• READING PASSAGE:
** start **

- Origin: Annapolis, Maryland
- Genres: Punk rock; emo; post-hardcore;
- Years active: 1984-1989, 2023
- Labels: Vermin Scum; Numero Group;
- Past members: Erik Fisher; Daniel Littleton; Colin Meeder; Mike Bonner; Kenny Hill; John Irvine; Jason Fisher; Miggy Littleton;

= The Hated =

American rock music group

The Hated was an American punk band from Annapolis, Maryland. The band is often associated with the Revolution Summer movement among D.C. punk bands. The band experimented with a diverse sound that often combined a hardcore sound with folk influences. They are considered a precursor and influence to much of the Emo genre to come in the 90's, despite much of the band's releases being scarce in quantity.

== History ==
The band was formed by childhood friends Erik Fisher and Daniel Littleton, who had had the idea of starting a band together since watching public screenings of the Beatles films Let It Be and Magical Mystery Tour. Their first pursuit in music was a two-month project called The Dead Beatles, where they would play faster and distorted versions of Beatles songs with the same harmonies, which Fisher described as a band where they "cover The Beatles but sound like the Sex Pistols". This would serve as the basis for later music, along with inspirations from bands Spastic Rats, MDC, and Minutemen. Spastic Rats drummer Kenny Hill would later go on to play for The Hated.

** end **

• PROVIDED MATERIAL:
** start **

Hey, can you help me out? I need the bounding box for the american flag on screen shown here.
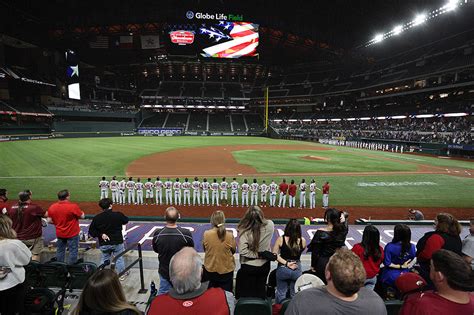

** end **

• PROBLEMS TO SOLVE:
(A) Answer these questions using the article on The Hated, giving each answer on its own line marked like its question:
(i) In what city and state did the band originate?
(ii) What was the name of the two-month project Fisher and Littleton started before The Hated?
(iii) Which Spastic Rats member later played for The Hated?
(B) Write the next part of the history of The Hated, picking up after its final sentence.
The lines have nothing to do with the article about The Hated.

• ANSWERS IN ORDER:
(A)
(i) Annapolis, Maryland
(ii) The Dead Beatles
(iii) Kenny Hill, the drummer

(B)
Littleton's good friend Colin Meeder and drummer Mike Bonner joined the duo after Fisher conceptualized the band during his stay at a kibbutz in the summer of 1984. Their first album, The Best Piece Of Shit Vol. 3, was recorded and released with this line-up in 1985. By the end of that year, Kenny Hill would become the new drummer for the band, and The Hated would put out releases under his label, Vermin Scum.

The Hated recorded their final studio album, Every Song, in 1989, after Erik Fisher's choice to resume college education. The original incarnation of the band played their final show in Crofton, Maryland, in the summer of 1989.

Following the disbandment of The Hated, Daniel Littleton would form the indie band Ida with Elizabeth Mitchell.

A large amount of unreleased music was created during The Hated's time as a band. In the early 2000's, there were attempts from Troubleman Unlimited Records and Daniel Littleton to find and archive this music which ultimately fell through, but this search was later revitalized.

In March 2020, former drummer Kenny Hill died at age 55 in Brooklyn Park, Maryland.

The process of archiving and restoring The Hated's unreleased music was continued by Numero Group co-founder Ken Shipley, along with Daniel Littleton in the early 2020s. Two compilations of this material were released by Numero Group, The Best Piece of Shit, Vol. 4 in 2022, and Flux, in 2023.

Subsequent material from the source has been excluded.